"""
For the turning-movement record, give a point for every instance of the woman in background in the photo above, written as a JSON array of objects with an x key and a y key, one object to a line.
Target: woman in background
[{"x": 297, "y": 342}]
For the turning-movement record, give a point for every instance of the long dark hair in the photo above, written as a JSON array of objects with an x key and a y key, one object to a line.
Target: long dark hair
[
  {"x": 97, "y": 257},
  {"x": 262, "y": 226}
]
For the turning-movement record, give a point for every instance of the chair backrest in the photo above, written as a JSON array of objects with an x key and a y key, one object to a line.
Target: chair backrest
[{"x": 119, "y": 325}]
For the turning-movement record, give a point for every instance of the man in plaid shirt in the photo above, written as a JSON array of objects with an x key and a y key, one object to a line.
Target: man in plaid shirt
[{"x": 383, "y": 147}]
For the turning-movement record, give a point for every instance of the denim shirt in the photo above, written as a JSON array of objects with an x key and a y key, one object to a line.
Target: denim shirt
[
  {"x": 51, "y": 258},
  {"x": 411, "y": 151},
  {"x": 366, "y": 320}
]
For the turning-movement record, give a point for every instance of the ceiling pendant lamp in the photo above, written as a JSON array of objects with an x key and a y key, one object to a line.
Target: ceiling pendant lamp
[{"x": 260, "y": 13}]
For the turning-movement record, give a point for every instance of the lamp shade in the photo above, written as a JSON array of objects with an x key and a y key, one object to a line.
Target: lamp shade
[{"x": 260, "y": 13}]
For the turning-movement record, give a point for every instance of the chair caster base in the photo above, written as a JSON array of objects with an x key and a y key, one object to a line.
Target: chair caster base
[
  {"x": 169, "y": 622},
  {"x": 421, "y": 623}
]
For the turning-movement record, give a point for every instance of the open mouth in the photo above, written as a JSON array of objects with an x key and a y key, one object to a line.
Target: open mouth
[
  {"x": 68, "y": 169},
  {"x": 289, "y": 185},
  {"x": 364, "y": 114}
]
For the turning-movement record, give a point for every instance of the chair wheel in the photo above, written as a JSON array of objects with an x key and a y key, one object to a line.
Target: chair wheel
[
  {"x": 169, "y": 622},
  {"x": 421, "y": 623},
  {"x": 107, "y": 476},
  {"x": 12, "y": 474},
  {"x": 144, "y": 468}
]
"""
-- STATED PROBLEM --
Reproduce the listing above exactly from the line containing "the chair caster" through its last line, with both of those lines included.

-- WRITTEN SOLUTION --
For the turning-movement record, give a point for every instance of the chair caster base in the photo above, written as a JSON array of objects with an x key and a y key, one object to a line.
Target: chair caster base
[
  {"x": 169, "y": 622},
  {"x": 421, "y": 623}
]
For the turning-movement record, give a point for every instance of the open mouth in the photo above, written as a JSON array of objects with an x key and a y key, one object to a line.
Target: open mouth
[
  {"x": 68, "y": 169},
  {"x": 289, "y": 185},
  {"x": 364, "y": 114}
]
For the turning-movement record, give a point for every instance of the chair wheel in the photo above, written as a JSON array of objects with an x key and a y key, one object to a line.
Target: chair wheel
[
  {"x": 169, "y": 622},
  {"x": 421, "y": 623},
  {"x": 107, "y": 476},
  {"x": 12, "y": 474},
  {"x": 144, "y": 468}
]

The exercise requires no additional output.